▶ TASK OBJECTIVE
Gather each line containing the string "geojson" from these entries.

▶ DATA FOR REVIEW
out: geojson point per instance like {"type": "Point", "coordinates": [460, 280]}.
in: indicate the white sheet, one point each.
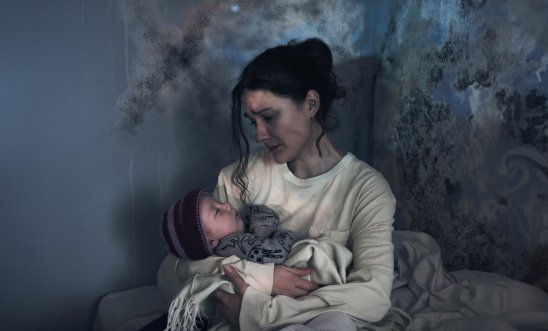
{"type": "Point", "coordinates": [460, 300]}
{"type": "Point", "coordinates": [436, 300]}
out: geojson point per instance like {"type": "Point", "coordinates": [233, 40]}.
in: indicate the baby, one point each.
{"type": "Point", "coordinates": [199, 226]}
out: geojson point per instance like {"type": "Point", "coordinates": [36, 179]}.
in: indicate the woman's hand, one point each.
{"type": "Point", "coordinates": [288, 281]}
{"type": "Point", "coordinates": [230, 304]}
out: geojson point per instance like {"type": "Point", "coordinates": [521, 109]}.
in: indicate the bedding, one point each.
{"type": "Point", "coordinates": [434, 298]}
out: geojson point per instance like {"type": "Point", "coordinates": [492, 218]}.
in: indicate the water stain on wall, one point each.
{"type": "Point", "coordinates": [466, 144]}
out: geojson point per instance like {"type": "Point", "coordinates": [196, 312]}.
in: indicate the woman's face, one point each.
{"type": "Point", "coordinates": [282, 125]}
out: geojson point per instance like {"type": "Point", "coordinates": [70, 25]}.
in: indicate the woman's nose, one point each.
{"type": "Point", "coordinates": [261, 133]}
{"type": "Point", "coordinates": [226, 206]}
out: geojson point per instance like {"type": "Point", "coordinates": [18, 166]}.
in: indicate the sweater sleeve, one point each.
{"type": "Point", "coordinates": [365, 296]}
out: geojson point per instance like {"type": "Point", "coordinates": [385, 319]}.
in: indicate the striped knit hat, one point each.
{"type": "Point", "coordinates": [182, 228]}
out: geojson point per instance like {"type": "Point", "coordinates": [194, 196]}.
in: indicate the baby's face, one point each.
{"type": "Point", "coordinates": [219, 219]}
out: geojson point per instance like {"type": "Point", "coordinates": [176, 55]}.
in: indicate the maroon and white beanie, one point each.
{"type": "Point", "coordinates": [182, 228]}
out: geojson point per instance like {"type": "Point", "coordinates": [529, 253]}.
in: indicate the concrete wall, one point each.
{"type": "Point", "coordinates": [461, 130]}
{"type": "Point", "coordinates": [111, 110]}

...

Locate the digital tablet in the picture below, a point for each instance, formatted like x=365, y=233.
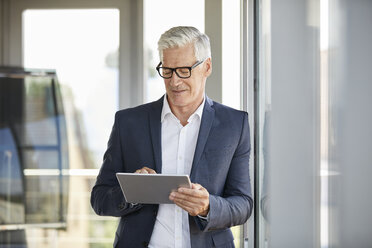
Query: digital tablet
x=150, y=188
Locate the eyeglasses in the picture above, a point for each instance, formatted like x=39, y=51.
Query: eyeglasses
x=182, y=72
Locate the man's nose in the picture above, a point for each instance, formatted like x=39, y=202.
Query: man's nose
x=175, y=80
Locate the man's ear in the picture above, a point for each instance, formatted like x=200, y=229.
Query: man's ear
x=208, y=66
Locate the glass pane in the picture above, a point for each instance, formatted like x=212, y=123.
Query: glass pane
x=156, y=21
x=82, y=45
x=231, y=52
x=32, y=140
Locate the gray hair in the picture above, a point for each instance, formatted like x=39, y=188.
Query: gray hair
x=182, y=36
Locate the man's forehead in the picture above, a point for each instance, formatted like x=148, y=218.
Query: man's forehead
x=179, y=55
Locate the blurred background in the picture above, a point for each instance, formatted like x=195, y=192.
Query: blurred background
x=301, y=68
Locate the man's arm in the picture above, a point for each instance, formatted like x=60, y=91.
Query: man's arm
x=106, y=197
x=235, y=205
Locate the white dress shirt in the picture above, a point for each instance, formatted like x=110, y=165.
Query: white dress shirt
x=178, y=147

▶ SOLUTION TO THIS EXERCISE
out: geojson point per instance like {"type": "Point", "coordinates": [460, 280]}.
out: geojson point per instance like {"type": "Point", "coordinates": [233, 40]}.
out: geojson point per instance like {"type": "Point", "coordinates": [36, 179]}.
out: geojson point per instance like {"type": "Point", "coordinates": [521, 109]}.
out: geojson point per instance like {"type": "Point", "coordinates": [492, 218]}.
out: geojson point per instance like {"type": "Point", "coordinates": [196, 312]}.
out: geojson point per instance like {"type": "Point", "coordinates": [70, 25]}.
out: geojson point per instance like {"type": "Point", "coordinates": [18, 166]}.
out: geojson point per instance like {"type": "Point", "coordinates": [385, 319]}.
out: geojson point per instance like {"type": "Point", "coordinates": [194, 196]}.
out: geojson point per instance like {"type": "Point", "coordinates": [176, 55]}.
out: geojson point per instance like {"type": "Point", "coordinates": [529, 253]}.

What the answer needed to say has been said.